## How to complete this task
Please write out exactly the lines of the data below from the line holding "Target: stage step" through the line holding "Could you point to the gray suit trousers", and leave out the rest.

[Opening Data for this task section]

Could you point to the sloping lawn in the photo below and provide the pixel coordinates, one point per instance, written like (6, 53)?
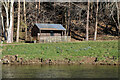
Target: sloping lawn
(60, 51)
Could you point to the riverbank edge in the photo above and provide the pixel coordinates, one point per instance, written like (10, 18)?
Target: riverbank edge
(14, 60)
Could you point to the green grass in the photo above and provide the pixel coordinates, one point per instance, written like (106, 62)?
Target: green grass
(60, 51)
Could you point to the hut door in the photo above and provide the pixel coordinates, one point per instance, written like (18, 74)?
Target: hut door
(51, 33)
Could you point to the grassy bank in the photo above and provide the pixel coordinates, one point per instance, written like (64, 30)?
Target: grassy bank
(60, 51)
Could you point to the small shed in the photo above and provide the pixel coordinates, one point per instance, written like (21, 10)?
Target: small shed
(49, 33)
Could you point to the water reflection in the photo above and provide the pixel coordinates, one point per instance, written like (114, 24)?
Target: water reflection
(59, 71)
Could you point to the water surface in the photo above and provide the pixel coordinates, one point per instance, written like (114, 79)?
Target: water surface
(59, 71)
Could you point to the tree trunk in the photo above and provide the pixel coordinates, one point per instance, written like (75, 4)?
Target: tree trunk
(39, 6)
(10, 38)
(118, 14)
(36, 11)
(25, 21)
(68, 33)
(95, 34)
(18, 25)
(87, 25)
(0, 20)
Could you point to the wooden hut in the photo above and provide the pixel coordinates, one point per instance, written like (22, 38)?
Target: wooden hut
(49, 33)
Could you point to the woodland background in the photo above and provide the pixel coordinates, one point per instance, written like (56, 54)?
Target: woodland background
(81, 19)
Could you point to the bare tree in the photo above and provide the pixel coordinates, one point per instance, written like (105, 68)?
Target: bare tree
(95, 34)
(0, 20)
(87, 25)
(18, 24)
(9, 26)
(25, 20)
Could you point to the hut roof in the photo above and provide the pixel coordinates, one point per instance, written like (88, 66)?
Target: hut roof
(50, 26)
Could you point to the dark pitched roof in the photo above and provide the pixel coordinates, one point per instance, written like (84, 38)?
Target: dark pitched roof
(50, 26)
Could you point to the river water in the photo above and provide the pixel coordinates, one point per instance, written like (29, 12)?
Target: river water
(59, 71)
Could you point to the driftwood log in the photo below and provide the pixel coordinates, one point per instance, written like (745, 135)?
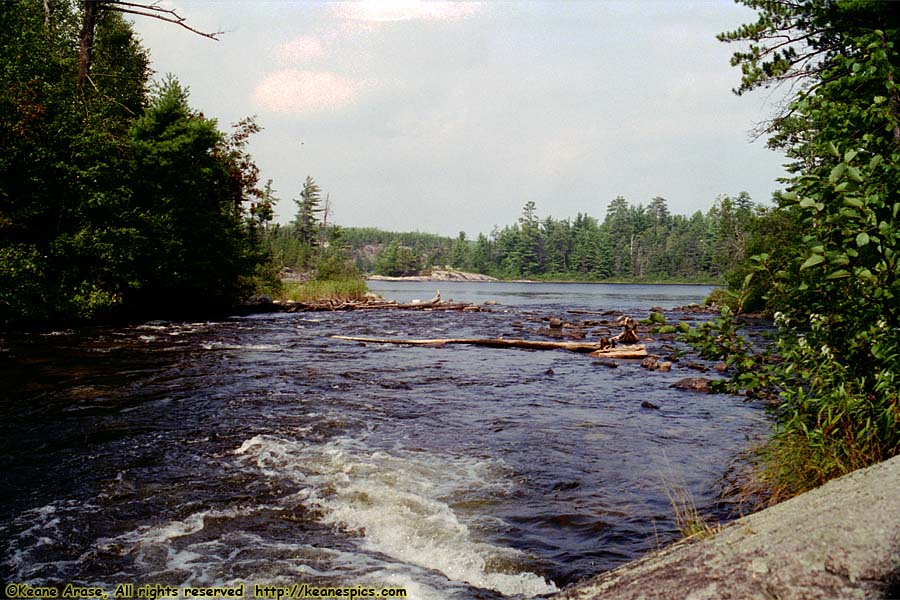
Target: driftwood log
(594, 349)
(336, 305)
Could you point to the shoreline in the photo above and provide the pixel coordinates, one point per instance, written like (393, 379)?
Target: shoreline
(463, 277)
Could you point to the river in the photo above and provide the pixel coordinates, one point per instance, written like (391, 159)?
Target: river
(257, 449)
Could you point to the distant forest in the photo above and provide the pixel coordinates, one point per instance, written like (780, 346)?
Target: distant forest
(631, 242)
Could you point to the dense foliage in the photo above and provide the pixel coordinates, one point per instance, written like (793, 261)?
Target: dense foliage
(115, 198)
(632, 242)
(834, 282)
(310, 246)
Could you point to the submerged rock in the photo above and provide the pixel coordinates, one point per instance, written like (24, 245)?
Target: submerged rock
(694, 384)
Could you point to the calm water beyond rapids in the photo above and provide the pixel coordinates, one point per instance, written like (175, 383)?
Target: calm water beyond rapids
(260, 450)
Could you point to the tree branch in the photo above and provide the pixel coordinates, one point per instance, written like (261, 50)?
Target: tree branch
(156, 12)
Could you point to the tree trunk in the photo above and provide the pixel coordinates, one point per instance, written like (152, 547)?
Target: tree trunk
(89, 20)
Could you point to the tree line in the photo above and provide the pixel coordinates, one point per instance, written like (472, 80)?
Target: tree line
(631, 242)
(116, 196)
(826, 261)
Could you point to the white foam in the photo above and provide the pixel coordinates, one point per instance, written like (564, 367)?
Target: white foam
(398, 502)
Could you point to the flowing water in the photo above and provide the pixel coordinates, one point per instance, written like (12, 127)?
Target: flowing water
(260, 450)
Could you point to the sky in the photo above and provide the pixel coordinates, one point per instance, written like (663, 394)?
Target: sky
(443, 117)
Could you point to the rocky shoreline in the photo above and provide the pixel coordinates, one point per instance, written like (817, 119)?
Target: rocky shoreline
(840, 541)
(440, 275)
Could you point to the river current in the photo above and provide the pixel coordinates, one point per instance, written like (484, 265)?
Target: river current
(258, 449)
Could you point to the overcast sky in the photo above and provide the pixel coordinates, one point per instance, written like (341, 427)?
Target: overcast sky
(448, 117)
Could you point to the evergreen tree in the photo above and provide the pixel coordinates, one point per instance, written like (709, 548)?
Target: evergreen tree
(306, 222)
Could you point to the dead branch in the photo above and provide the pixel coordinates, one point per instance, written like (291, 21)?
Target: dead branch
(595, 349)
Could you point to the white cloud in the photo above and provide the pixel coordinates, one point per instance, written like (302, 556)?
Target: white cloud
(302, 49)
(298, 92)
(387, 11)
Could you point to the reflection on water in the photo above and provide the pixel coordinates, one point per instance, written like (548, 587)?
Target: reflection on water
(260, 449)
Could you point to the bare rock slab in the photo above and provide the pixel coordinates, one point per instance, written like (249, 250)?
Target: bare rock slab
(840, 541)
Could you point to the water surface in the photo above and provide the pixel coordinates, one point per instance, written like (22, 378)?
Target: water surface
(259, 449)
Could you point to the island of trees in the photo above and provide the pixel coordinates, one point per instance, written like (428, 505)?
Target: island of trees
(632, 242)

[Closing Data for this task section]
[Opening Data for this task section]

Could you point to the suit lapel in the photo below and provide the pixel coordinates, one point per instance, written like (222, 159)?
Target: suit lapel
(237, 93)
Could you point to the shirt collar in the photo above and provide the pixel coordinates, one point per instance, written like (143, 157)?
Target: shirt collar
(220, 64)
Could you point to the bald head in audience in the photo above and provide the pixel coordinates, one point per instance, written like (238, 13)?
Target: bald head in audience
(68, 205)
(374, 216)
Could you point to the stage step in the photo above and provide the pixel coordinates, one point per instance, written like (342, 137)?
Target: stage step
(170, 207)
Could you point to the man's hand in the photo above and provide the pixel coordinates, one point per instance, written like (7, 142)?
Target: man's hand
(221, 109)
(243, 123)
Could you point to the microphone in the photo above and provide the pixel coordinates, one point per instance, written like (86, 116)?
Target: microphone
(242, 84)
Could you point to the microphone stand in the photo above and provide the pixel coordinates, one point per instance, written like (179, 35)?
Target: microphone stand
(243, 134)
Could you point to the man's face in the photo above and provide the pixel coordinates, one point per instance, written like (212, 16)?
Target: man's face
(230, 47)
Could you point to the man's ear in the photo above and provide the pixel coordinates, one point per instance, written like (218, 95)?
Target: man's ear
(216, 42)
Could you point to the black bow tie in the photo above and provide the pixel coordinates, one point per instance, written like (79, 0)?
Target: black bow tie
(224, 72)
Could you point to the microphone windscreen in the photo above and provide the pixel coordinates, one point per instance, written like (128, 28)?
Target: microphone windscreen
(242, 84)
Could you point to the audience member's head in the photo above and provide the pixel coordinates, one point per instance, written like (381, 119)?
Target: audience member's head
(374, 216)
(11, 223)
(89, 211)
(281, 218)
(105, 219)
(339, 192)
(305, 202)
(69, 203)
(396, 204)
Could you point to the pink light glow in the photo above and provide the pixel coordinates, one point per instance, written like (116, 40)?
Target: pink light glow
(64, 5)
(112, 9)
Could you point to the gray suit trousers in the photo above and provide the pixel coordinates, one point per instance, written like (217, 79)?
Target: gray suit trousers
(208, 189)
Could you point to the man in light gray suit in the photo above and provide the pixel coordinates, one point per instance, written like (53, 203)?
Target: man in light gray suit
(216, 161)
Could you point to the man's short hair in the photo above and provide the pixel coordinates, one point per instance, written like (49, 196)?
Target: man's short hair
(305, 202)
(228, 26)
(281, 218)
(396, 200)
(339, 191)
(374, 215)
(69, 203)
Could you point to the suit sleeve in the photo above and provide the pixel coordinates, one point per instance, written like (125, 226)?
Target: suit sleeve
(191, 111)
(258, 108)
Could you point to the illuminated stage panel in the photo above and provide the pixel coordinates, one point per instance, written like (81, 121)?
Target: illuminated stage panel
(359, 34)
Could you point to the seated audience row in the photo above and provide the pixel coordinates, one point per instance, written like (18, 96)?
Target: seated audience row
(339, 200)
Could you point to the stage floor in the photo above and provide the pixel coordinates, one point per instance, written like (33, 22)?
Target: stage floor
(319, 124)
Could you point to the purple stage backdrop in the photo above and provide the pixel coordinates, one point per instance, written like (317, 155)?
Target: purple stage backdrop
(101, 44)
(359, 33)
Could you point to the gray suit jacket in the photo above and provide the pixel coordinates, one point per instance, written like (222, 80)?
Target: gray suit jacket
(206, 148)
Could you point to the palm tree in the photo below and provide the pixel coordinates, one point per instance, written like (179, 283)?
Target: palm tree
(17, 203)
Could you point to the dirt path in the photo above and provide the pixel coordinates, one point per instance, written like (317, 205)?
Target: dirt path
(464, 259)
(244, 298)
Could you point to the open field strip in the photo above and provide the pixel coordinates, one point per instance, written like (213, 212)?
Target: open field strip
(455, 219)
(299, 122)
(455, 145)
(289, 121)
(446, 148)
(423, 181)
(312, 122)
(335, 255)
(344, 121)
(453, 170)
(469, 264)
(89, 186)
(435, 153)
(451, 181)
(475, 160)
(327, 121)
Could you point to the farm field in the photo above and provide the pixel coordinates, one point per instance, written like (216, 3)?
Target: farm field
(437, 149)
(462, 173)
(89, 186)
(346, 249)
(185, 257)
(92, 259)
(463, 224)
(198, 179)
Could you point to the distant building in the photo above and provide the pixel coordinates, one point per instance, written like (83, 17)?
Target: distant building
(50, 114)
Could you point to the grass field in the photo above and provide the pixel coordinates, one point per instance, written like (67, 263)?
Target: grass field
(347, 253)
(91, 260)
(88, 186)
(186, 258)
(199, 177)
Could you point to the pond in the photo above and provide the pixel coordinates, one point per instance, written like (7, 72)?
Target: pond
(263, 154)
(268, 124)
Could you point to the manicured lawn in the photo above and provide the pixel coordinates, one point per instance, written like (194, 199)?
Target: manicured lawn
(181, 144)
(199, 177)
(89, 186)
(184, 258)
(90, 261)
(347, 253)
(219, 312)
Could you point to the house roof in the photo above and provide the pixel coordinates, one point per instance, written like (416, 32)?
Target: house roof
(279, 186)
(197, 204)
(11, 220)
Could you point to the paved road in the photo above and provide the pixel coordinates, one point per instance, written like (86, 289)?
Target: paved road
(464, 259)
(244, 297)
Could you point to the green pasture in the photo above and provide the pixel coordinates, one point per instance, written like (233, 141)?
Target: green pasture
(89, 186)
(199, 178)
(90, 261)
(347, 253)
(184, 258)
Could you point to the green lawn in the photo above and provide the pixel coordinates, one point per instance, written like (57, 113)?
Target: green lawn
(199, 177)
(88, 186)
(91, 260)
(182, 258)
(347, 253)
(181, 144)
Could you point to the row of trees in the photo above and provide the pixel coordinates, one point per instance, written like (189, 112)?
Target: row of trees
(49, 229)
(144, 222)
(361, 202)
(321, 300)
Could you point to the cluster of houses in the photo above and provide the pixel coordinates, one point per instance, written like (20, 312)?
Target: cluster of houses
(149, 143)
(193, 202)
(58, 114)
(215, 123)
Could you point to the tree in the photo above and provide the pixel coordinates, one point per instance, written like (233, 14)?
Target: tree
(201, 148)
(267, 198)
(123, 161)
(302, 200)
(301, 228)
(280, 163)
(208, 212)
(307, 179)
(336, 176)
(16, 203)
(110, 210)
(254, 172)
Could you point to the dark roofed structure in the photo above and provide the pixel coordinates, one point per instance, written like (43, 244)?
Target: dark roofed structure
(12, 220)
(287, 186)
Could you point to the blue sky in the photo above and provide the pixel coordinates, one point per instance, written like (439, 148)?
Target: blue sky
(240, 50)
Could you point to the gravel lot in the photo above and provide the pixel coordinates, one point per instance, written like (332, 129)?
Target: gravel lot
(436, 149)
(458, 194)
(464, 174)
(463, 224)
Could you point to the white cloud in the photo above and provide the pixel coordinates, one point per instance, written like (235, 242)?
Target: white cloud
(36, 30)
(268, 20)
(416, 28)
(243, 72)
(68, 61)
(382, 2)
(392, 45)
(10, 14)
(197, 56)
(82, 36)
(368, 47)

[Closing Data for this task section]

## Expected answer
Target: stage step
(170, 207)
Could you point to the man's hand in the photo above and provide the pixel coordinates, one point per instance, written like (7, 142)?
Target: man's hand
(221, 109)
(243, 123)
Could you point to the microphone in the photo above and provide the pixel coordinates, one point per instance, written like (86, 116)?
Target: microphone
(242, 84)
Could you point to the microphone stand in the photo above and provide the pixel coordinates, one point per instance, written like (179, 35)?
Target: microphone stand
(243, 134)
Could you point to the man's face in the photo above and provide the pixel coordinates, one point per instance, written like (212, 16)?
Target: man's face
(230, 47)
Could you point to the man's ear in the photo above and provide the pixel coordinates, one point per instance, written like (218, 95)?
Target: man's ear
(216, 42)
Could you point to the black bow tie in the photo above and provide the pixel coordinates, one point per instance, written like (79, 0)?
Target: black bow tie
(224, 72)
Could you point to the microphone windscreen in the photo above and provide the pixel coordinates, one point per instance, written like (128, 28)?
Target: microphone windscreen
(242, 84)
Could you point to the audience member's head in the photo above and provide the pixel coordinates, one point per instance, written like (381, 119)?
Target: audience member's head
(374, 216)
(11, 223)
(89, 211)
(281, 218)
(105, 219)
(339, 192)
(305, 202)
(69, 203)
(396, 204)
Could you point to the pink light glow in the photo above and provide the pixel coordinates, one point per instance, written like (116, 40)?
Target: pink light glow
(64, 5)
(112, 9)
Could you point to the gray suit trousers in the photo above and provide the pixel coordinates, one point per instance, written like (217, 79)?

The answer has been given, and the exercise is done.